The answer must be every line from the entries below that contains "block".
-- Record set follows --
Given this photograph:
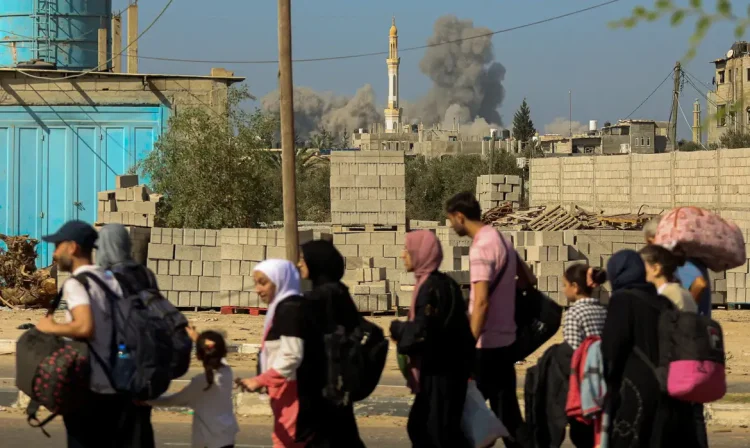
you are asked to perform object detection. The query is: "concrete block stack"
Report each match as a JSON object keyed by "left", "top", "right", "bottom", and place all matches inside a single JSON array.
[
  {"left": 96, "top": 175, "right": 162, "bottom": 228},
  {"left": 330, "top": 150, "right": 406, "bottom": 226},
  {"left": 333, "top": 230, "right": 404, "bottom": 312},
  {"left": 146, "top": 228, "right": 222, "bottom": 308},
  {"left": 476, "top": 174, "right": 522, "bottom": 212},
  {"left": 218, "top": 228, "right": 315, "bottom": 308}
]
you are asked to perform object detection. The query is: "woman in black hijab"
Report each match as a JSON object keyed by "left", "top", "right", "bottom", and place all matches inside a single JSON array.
[
  {"left": 299, "top": 240, "right": 365, "bottom": 448},
  {"left": 601, "top": 250, "right": 698, "bottom": 448}
]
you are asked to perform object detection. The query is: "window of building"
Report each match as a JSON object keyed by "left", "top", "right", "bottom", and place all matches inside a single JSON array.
[
  {"left": 718, "top": 104, "right": 727, "bottom": 126},
  {"left": 746, "top": 108, "right": 750, "bottom": 124},
  {"left": 729, "top": 69, "right": 733, "bottom": 82},
  {"left": 641, "top": 137, "right": 646, "bottom": 146},
  {"left": 719, "top": 70, "right": 725, "bottom": 84},
  {"left": 646, "top": 137, "right": 651, "bottom": 146},
  {"left": 747, "top": 68, "right": 750, "bottom": 82}
]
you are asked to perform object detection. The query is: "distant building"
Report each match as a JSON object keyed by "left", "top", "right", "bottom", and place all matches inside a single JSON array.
[
  {"left": 707, "top": 42, "right": 750, "bottom": 144},
  {"left": 601, "top": 120, "right": 664, "bottom": 154}
]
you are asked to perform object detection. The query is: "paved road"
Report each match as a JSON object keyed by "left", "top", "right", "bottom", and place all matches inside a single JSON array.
[{"left": 2, "top": 415, "right": 750, "bottom": 447}]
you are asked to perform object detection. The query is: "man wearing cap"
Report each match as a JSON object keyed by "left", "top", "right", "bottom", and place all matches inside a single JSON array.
[{"left": 35, "top": 220, "right": 130, "bottom": 447}]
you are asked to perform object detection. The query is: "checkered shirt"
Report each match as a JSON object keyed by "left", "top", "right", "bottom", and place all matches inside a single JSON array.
[{"left": 563, "top": 297, "right": 607, "bottom": 350}]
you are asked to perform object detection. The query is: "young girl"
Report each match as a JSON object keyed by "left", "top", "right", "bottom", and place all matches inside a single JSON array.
[
  {"left": 147, "top": 330, "right": 238, "bottom": 448},
  {"left": 239, "top": 259, "right": 320, "bottom": 448},
  {"left": 562, "top": 264, "right": 608, "bottom": 350},
  {"left": 640, "top": 245, "right": 697, "bottom": 313}
]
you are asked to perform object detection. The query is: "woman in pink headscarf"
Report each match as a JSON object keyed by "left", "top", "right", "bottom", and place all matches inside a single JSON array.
[{"left": 390, "top": 230, "right": 475, "bottom": 448}]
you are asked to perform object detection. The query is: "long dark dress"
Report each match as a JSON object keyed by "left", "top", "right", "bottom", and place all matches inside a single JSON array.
[
  {"left": 601, "top": 288, "right": 699, "bottom": 448},
  {"left": 391, "top": 272, "right": 475, "bottom": 448}
]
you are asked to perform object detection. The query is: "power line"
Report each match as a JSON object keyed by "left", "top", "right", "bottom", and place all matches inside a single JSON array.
[
  {"left": 625, "top": 68, "right": 674, "bottom": 119},
  {"left": 107, "top": 0, "right": 622, "bottom": 65},
  {"left": 15, "top": 0, "right": 174, "bottom": 81}
]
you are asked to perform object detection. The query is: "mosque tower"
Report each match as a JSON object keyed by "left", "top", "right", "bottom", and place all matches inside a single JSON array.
[{"left": 384, "top": 16, "right": 402, "bottom": 133}]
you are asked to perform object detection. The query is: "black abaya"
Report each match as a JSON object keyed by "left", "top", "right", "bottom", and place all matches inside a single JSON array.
[{"left": 391, "top": 272, "right": 475, "bottom": 448}]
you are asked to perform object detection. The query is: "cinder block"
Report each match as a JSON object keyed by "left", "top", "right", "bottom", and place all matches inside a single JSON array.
[
  {"left": 370, "top": 232, "right": 396, "bottom": 245},
  {"left": 230, "top": 260, "right": 241, "bottom": 276},
  {"left": 156, "top": 260, "right": 169, "bottom": 275},
  {"left": 156, "top": 275, "right": 173, "bottom": 290},
  {"left": 346, "top": 233, "right": 371, "bottom": 245},
  {"left": 190, "top": 292, "right": 201, "bottom": 307},
  {"left": 133, "top": 201, "right": 157, "bottom": 215},
  {"left": 242, "top": 245, "right": 267, "bottom": 261},
  {"left": 173, "top": 276, "right": 199, "bottom": 292},
  {"left": 360, "top": 244, "right": 384, "bottom": 257},
  {"left": 201, "top": 246, "right": 221, "bottom": 261},
  {"left": 199, "top": 277, "right": 220, "bottom": 292},
  {"left": 175, "top": 245, "right": 202, "bottom": 261},
  {"left": 194, "top": 230, "right": 206, "bottom": 246},
  {"left": 243, "top": 276, "right": 256, "bottom": 291},
  {"left": 221, "top": 244, "right": 243, "bottom": 261},
  {"left": 373, "top": 257, "right": 396, "bottom": 269},
  {"left": 178, "top": 292, "right": 191, "bottom": 307},
  {"left": 116, "top": 174, "right": 139, "bottom": 189},
  {"left": 383, "top": 244, "right": 403, "bottom": 258},
  {"left": 168, "top": 261, "right": 180, "bottom": 276},
  {"left": 535, "top": 232, "right": 564, "bottom": 247},
  {"left": 203, "top": 261, "right": 215, "bottom": 277},
  {"left": 147, "top": 258, "right": 158, "bottom": 272},
  {"left": 337, "top": 245, "right": 359, "bottom": 257},
  {"left": 346, "top": 257, "right": 373, "bottom": 269},
  {"left": 537, "top": 262, "right": 564, "bottom": 277},
  {"left": 148, "top": 244, "right": 174, "bottom": 260},
  {"left": 525, "top": 246, "right": 547, "bottom": 262},
  {"left": 191, "top": 261, "right": 203, "bottom": 276},
  {"left": 221, "top": 275, "right": 243, "bottom": 291}
]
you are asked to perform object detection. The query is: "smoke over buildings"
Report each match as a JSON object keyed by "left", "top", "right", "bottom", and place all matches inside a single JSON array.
[
  {"left": 544, "top": 117, "right": 589, "bottom": 135},
  {"left": 260, "top": 15, "right": 506, "bottom": 138}
]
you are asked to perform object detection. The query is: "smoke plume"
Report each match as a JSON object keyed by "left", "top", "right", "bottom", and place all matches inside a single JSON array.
[
  {"left": 260, "top": 15, "right": 506, "bottom": 137},
  {"left": 260, "top": 85, "right": 382, "bottom": 138},
  {"left": 544, "top": 117, "right": 589, "bottom": 135},
  {"left": 411, "top": 15, "right": 506, "bottom": 129}
]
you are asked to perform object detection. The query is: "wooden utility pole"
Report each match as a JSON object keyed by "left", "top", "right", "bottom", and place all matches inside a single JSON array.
[
  {"left": 127, "top": 2, "right": 139, "bottom": 74},
  {"left": 670, "top": 61, "right": 681, "bottom": 151},
  {"left": 278, "top": 0, "right": 299, "bottom": 262}
]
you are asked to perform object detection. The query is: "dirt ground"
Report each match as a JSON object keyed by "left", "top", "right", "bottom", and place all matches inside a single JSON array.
[{"left": 4, "top": 308, "right": 750, "bottom": 387}]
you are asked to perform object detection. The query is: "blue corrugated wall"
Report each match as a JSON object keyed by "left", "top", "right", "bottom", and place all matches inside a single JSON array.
[{"left": 0, "top": 105, "right": 166, "bottom": 265}]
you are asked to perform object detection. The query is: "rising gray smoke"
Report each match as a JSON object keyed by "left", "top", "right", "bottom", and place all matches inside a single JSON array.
[
  {"left": 260, "top": 15, "right": 506, "bottom": 138},
  {"left": 411, "top": 15, "right": 506, "bottom": 129},
  {"left": 260, "top": 85, "right": 382, "bottom": 138}
]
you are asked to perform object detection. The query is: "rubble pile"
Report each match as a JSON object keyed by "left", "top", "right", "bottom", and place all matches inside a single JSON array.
[{"left": 0, "top": 235, "right": 56, "bottom": 308}]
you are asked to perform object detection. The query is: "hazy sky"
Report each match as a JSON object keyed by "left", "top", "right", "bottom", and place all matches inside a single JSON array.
[{"left": 116, "top": 0, "right": 738, "bottom": 140}]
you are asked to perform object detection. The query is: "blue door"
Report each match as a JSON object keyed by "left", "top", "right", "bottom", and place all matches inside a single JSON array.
[{"left": 0, "top": 106, "right": 165, "bottom": 265}]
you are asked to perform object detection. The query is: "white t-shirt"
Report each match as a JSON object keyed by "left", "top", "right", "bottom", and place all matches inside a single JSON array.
[{"left": 63, "top": 265, "right": 123, "bottom": 394}]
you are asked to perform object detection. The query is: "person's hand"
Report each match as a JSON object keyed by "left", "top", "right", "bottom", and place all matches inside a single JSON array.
[
  {"left": 389, "top": 320, "right": 403, "bottom": 342},
  {"left": 238, "top": 378, "right": 262, "bottom": 392},
  {"left": 35, "top": 315, "right": 55, "bottom": 334},
  {"left": 186, "top": 324, "right": 198, "bottom": 342}
]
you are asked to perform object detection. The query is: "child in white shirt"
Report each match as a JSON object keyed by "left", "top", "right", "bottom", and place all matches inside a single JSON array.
[{"left": 147, "top": 330, "right": 239, "bottom": 448}]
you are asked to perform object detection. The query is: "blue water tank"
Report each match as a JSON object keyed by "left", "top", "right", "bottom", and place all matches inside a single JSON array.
[{"left": 0, "top": 0, "right": 112, "bottom": 70}]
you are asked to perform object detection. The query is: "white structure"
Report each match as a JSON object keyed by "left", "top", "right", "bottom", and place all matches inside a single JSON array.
[
  {"left": 384, "top": 17, "right": 402, "bottom": 133},
  {"left": 589, "top": 120, "right": 598, "bottom": 132}
]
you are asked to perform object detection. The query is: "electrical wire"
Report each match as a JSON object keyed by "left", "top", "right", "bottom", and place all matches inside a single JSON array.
[
  {"left": 682, "top": 68, "right": 729, "bottom": 103},
  {"left": 86, "top": 0, "right": 622, "bottom": 65},
  {"left": 677, "top": 100, "right": 708, "bottom": 150},
  {"left": 625, "top": 68, "right": 675, "bottom": 119},
  {"left": 15, "top": 0, "right": 174, "bottom": 81}
]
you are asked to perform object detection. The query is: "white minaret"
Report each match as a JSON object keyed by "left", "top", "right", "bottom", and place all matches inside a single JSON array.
[{"left": 384, "top": 16, "right": 402, "bottom": 133}]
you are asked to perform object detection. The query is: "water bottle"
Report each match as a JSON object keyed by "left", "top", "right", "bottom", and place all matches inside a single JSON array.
[{"left": 114, "top": 344, "right": 135, "bottom": 392}]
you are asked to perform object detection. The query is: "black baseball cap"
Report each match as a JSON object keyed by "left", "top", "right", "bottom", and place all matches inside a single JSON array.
[{"left": 42, "top": 220, "right": 98, "bottom": 249}]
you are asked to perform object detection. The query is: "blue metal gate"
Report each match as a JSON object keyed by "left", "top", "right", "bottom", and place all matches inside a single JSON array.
[{"left": 0, "top": 105, "right": 165, "bottom": 265}]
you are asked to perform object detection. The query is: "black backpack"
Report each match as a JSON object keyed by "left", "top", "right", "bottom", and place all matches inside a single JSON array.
[
  {"left": 111, "top": 263, "right": 192, "bottom": 381},
  {"left": 320, "top": 288, "right": 389, "bottom": 406},
  {"left": 490, "top": 236, "right": 563, "bottom": 362},
  {"left": 79, "top": 270, "right": 190, "bottom": 400},
  {"left": 16, "top": 286, "right": 92, "bottom": 436}
]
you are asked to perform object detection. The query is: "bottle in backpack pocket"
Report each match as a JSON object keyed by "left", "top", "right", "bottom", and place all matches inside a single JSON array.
[{"left": 113, "top": 344, "right": 136, "bottom": 392}]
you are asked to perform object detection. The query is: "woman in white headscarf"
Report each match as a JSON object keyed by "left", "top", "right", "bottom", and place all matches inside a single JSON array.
[{"left": 239, "top": 259, "right": 324, "bottom": 448}]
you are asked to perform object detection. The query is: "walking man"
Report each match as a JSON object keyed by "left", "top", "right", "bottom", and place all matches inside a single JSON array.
[
  {"left": 35, "top": 220, "right": 131, "bottom": 447},
  {"left": 446, "top": 192, "right": 526, "bottom": 447}
]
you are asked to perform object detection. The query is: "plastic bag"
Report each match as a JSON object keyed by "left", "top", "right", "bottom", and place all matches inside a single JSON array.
[{"left": 461, "top": 380, "right": 509, "bottom": 448}]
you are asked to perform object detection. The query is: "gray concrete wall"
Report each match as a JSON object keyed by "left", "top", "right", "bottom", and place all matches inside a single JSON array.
[{"left": 529, "top": 149, "right": 750, "bottom": 229}]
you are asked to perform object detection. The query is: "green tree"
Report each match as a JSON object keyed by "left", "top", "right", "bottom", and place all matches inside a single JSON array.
[
  {"left": 615, "top": 0, "right": 743, "bottom": 60},
  {"left": 405, "top": 150, "right": 522, "bottom": 221},
  {"left": 513, "top": 99, "right": 536, "bottom": 143},
  {"left": 719, "top": 128, "right": 750, "bottom": 148},
  {"left": 140, "top": 87, "right": 277, "bottom": 229}
]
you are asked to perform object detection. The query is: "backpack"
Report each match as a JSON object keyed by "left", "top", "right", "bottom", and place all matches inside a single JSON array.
[
  {"left": 16, "top": 287, "right": 91, "bottom": 436},
  {"left": 78, "top": 271, "right": 187, "bottom": 400},
  {"left": 656, "top": 309, "right": 726, "bottom": 403},
  {"left": 490, "top": 235, "right": 563, "bottom": 362},
  {"left": 111, "top": 263, "right": 192, "bottom": 380},
  {"left": 320, "top": 288, "right": 389, "bottom": 405}
]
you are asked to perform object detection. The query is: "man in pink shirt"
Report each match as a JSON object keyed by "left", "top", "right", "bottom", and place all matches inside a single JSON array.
[{"left": 446, "top": 192, "right": 526, "bottom": 448}]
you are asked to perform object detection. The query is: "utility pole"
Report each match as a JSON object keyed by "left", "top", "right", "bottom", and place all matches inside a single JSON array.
[
  {"left": 670, "top": 61, "right": 681, "bottom": 151},
  {"left": 569, "top": 90, "right": 572, "bottom": 137},
  {"left": 278, "top": 0, "right": 299, "bottom": 263}
]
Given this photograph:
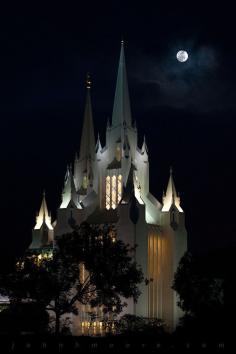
-- Record set concluded --
Exercise output:
you are asked to perform object detection. The query is: "concrete block stack"
you are asked to perform object detection. The query is: "cinder block"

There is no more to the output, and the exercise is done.